## Exercise goal
Those lines of the data that hold the word "point" are to be copied out.

## Task material

******

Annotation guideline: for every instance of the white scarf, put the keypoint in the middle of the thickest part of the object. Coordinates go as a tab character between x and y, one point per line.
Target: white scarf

******

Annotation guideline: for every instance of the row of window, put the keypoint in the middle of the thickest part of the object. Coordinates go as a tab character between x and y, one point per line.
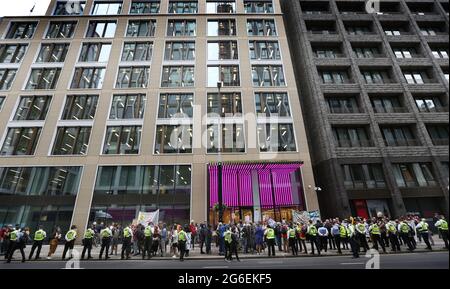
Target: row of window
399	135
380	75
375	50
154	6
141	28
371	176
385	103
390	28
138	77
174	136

******

## Written answer
Annotation guideline: for every instance of the white scarf, put the keypoint in the middle of the thickest part of the object. Coordinates go as a tab character between x and y, one point per line.
Annotation guideline: for every instance of the row of window, put the keypoint in the middle of the thickest part of the object. Coordinates go as a tab character between x and y, one point per line.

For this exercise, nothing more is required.